Nothing but the lines from the start of the entries through the line containing "Please mark the white wall, one" should appear in the answer, each given exactly.

━━━ Records supplied ━━━

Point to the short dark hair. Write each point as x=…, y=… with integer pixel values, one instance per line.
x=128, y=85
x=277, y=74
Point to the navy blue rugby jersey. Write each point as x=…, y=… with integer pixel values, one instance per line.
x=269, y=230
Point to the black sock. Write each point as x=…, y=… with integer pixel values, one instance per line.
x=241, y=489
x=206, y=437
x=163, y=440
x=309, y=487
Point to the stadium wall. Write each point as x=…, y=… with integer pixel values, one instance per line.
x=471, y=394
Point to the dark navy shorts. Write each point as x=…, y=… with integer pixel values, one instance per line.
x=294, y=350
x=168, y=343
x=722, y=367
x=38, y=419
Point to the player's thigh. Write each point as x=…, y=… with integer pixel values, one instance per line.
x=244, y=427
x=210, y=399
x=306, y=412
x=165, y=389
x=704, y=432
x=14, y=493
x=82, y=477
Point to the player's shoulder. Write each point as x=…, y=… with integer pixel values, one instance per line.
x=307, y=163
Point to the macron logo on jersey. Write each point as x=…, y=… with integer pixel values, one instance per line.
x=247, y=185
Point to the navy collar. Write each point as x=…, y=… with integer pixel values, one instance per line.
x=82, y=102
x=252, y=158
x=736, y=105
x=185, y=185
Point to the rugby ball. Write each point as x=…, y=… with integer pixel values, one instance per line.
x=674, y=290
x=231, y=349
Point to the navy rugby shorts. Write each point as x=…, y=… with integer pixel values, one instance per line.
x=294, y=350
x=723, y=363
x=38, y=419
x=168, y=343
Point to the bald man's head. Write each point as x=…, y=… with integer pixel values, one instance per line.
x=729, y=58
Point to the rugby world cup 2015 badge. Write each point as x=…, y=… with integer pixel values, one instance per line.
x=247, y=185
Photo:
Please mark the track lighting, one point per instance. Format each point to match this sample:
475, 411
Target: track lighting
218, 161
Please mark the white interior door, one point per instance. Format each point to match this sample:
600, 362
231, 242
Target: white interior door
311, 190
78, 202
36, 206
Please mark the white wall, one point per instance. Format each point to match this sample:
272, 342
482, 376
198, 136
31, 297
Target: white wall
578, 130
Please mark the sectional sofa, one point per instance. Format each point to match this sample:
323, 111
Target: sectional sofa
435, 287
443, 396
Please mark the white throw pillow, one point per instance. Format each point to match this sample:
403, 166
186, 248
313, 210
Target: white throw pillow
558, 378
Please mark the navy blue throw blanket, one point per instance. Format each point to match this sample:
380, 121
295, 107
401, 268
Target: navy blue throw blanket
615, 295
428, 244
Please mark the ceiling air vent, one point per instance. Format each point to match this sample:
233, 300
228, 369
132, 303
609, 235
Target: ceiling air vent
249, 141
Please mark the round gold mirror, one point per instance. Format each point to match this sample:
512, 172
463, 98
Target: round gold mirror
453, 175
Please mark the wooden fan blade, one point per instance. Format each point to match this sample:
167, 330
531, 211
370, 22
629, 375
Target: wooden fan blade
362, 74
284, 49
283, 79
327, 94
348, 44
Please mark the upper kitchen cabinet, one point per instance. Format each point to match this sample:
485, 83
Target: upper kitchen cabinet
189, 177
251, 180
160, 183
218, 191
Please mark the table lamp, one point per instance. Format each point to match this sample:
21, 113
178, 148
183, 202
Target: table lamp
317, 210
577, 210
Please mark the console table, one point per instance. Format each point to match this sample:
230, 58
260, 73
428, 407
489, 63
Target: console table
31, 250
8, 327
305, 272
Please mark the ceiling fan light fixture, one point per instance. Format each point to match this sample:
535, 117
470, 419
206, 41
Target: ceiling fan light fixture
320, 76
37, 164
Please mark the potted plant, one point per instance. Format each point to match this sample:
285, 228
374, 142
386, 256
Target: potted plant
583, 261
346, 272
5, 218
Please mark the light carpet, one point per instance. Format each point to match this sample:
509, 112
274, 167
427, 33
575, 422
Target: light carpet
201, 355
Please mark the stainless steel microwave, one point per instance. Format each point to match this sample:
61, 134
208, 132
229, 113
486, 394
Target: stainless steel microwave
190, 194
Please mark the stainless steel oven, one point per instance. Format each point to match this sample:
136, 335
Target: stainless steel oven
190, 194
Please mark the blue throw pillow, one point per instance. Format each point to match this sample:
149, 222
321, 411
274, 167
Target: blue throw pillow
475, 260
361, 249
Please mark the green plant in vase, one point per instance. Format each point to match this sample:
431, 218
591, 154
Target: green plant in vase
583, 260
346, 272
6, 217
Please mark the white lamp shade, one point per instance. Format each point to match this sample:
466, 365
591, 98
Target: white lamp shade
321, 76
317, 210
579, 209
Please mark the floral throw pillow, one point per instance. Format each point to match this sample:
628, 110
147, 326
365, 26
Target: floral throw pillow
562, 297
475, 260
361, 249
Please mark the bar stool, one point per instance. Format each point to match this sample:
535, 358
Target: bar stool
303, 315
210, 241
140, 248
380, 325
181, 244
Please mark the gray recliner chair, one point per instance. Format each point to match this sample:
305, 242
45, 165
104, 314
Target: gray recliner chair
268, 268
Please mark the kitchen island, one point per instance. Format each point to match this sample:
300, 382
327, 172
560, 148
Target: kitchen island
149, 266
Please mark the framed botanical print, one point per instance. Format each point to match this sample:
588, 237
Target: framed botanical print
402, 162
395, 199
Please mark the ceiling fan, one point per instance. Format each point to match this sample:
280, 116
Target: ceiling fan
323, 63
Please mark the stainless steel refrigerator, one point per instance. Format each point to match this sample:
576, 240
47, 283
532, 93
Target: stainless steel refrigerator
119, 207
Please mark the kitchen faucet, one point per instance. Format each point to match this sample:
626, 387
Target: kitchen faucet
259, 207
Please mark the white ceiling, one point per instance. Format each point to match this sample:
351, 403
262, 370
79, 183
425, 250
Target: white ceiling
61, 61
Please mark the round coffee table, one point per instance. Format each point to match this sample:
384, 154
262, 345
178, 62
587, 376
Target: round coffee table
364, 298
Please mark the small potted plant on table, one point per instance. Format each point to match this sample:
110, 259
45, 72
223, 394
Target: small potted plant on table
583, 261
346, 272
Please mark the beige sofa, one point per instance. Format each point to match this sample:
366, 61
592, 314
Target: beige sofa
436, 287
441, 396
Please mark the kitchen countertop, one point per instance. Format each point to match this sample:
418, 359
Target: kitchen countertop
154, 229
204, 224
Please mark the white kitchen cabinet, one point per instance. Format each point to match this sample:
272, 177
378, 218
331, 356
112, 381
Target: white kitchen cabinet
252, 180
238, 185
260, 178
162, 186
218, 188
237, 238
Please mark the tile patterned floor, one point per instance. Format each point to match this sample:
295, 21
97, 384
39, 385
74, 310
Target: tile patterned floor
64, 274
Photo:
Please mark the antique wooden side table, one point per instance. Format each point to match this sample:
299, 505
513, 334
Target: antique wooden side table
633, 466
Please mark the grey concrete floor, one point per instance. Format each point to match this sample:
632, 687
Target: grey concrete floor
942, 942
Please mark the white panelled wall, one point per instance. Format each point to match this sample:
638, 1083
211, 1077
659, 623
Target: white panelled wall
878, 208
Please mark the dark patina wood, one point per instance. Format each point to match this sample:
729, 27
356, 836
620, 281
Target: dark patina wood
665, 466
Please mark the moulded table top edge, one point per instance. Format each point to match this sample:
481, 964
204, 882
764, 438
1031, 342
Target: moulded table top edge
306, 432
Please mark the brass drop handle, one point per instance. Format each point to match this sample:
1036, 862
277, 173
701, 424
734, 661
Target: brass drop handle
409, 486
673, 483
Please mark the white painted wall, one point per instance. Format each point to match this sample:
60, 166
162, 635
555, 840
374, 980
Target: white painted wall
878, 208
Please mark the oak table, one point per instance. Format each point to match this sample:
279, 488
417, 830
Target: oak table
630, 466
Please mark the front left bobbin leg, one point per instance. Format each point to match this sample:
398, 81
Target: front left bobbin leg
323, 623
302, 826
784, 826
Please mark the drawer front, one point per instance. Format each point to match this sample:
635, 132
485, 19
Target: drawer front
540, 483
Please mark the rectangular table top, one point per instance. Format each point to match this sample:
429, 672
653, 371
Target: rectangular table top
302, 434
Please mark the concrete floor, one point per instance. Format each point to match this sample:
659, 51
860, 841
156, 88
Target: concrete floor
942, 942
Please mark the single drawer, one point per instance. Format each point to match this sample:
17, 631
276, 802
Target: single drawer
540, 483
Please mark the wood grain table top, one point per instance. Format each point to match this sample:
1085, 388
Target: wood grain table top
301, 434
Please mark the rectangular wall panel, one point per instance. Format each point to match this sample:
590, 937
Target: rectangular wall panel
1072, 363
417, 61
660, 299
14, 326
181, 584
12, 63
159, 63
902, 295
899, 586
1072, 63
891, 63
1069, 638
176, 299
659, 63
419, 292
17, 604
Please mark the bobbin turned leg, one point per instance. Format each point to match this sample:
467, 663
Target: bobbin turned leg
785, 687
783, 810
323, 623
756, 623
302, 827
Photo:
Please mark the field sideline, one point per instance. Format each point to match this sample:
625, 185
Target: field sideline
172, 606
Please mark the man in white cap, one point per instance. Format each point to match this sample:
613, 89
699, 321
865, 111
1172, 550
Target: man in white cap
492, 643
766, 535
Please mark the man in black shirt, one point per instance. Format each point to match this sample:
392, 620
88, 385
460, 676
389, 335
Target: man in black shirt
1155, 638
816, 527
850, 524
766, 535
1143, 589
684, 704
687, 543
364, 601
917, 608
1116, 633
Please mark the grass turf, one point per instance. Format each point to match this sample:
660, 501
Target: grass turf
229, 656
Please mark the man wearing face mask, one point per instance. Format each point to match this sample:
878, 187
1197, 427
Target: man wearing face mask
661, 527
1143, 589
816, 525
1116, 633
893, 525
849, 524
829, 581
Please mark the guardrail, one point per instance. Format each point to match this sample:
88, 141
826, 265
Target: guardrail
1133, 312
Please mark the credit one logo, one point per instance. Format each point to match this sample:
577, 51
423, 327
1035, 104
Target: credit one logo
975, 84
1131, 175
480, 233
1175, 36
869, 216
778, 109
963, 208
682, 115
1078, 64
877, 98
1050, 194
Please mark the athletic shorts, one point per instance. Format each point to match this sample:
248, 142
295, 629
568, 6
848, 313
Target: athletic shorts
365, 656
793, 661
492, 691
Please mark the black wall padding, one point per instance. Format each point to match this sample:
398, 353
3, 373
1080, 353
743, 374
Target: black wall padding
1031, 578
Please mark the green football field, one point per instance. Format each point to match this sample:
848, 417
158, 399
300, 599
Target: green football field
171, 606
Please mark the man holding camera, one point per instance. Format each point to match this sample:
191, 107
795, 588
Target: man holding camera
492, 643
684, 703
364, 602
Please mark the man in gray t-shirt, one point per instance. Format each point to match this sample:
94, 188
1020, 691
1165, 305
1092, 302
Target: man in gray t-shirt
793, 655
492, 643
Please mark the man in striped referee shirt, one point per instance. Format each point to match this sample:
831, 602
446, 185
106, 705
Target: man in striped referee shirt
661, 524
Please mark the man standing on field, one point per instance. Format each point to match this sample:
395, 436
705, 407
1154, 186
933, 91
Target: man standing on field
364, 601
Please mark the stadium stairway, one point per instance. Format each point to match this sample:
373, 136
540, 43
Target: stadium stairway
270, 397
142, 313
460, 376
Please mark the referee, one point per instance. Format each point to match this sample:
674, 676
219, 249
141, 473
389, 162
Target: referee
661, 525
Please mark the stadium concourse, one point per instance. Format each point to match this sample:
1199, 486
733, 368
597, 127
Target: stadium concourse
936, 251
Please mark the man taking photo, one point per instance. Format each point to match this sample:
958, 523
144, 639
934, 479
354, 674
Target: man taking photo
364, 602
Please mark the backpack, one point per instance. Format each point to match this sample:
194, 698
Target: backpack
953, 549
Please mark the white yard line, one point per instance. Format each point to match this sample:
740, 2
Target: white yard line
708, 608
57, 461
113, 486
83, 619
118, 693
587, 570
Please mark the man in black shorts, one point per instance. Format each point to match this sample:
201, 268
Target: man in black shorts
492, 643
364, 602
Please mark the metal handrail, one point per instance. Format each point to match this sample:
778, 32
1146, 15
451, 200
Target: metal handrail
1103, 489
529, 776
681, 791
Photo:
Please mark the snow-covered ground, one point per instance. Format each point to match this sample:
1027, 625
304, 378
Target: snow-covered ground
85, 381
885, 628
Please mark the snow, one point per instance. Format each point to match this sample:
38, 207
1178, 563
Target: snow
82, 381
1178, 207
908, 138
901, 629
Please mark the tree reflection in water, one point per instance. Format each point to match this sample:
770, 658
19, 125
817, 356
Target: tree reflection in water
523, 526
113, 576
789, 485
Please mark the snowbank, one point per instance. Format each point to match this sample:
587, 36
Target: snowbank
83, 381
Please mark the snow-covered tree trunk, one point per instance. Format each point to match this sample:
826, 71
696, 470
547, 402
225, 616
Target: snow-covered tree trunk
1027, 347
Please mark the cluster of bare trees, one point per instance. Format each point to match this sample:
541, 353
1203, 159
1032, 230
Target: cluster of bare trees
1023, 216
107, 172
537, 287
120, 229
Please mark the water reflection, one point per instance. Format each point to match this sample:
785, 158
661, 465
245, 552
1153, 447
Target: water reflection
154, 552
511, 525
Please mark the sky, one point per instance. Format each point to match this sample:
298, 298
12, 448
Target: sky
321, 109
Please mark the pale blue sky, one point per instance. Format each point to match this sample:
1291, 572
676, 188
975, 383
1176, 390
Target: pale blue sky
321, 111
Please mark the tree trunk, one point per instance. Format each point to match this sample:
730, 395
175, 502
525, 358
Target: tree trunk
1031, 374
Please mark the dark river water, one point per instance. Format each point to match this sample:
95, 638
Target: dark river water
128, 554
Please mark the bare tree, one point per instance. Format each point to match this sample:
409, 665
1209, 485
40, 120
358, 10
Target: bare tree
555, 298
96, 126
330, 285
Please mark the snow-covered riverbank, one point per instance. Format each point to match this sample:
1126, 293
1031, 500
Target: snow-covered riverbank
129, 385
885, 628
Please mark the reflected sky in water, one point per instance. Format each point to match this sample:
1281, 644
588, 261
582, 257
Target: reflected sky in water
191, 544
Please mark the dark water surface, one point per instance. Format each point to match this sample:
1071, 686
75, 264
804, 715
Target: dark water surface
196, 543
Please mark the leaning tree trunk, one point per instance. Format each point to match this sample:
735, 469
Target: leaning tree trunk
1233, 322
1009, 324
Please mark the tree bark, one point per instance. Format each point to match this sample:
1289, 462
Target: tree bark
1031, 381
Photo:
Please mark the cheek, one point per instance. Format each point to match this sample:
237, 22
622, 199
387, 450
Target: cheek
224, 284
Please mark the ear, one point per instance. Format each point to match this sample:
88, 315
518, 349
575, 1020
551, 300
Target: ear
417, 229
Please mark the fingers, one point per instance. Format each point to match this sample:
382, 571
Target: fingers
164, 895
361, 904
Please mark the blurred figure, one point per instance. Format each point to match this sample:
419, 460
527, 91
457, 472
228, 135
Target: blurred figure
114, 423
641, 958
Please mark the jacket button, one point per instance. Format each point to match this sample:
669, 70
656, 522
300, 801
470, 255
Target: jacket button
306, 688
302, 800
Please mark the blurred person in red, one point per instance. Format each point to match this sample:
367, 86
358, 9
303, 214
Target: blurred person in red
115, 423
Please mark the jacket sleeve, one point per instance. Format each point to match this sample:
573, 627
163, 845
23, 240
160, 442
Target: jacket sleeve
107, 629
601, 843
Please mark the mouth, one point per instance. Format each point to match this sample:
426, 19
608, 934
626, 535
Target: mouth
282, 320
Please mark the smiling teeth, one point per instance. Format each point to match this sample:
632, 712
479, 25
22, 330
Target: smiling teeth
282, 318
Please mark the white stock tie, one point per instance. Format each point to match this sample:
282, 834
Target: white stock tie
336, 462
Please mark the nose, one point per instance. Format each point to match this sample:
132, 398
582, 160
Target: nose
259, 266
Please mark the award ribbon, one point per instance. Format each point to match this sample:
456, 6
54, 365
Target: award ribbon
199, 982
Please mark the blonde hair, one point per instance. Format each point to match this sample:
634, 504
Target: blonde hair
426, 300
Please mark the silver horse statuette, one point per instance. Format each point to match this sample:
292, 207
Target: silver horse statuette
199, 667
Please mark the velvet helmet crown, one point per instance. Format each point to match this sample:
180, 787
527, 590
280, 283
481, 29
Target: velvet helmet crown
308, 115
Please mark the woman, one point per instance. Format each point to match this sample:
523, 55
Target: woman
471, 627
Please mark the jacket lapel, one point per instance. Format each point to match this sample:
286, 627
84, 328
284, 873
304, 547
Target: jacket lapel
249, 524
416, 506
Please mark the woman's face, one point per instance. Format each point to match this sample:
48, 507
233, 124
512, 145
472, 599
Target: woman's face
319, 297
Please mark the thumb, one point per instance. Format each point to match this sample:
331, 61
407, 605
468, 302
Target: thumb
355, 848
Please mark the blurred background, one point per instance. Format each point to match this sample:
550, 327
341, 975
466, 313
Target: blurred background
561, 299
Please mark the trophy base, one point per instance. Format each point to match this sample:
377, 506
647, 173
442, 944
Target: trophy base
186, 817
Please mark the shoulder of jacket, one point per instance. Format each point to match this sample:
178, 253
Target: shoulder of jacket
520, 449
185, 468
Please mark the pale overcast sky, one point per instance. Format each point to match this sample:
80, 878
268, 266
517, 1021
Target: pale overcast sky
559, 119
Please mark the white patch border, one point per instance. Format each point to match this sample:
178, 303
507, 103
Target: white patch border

━━━

Task result:
Point to the short dark hair. Write each point as x=…, y=… with integer pixel values, one instance per line.
x=128, y=85
x=277, y=74
Point to the navy blue rugby jersey. Write each point as x=…, y=… with integer pixel values, one instance per line.
x=269, y=230
Point to the black sock. Write each point as x=…, y=… with integer pixel values, one instance per line.
x=241, y=489
x=206, y=437
x=163, y=440
x=309, y=487
Point to the stadium wall. Write each point as x=…, y=… with integer pixel values, one instance per line.
x=471, y=394
Point to the dark navy shorts. Write each point as x=…, y=… with integer pixel values, one instance per line.
x=294, y=350
x=168, y=343
x=722, y=367
x=38, y=419
Point to the player's thigh. Write each point as x=…, y=… with integer pixel values, one instance per line.
x=244, y=427
x=210, y=399
x=306, y=412
x=165, y=389
x=704, y=432
x=14, y=493
x=82, y=477
Point to the player's shoulder. Write each point as x=…, y=… with integer pixel values, one instance per line.
x=307, y=163
Point to the macron logo on jersey. Write each point as x=…, y=… with integer pixel values, one instance per line.
x=247, y=185
Point to the navy collar. Write each point as x=…, y=… with integer pixel values, one instance per line.
x=82, y=102
x=252, y=158
x=736, y=105
x=185, y=185
Point to the rugby ball. Write each point as x=…, y=… with integer pixel values, one instance per line.
x=674, y=290
x=231, y=349
Point to the navy rugby shorts. Write each point as x=…, y=… with integer pixel values, one instance per line.
x=294, y=350
x=723, y=363
x=38, y=419
x=168, y=343
Point to the bald man's head. Write each point as x=…, y=… with integer pixel values, one instance per line.
x=729, y=58
Point to the rugby world cup 2015 badge. Write each point as x=…, y=… with integer pixel values, one instance per line.
x=247, y=185
Photo:
Please mark the track lighting, one point per instance. Format each point to match this sample:
475, 411
Target: track lighting
218, 161
Please mark the white interior door, one point per instance. Format each point to match this sample:
600, 362
231, 242
Target: white interior door
311, 190
78, 202
36, 206
Please mark the white wall, one point per instance. Format each point to match this sample:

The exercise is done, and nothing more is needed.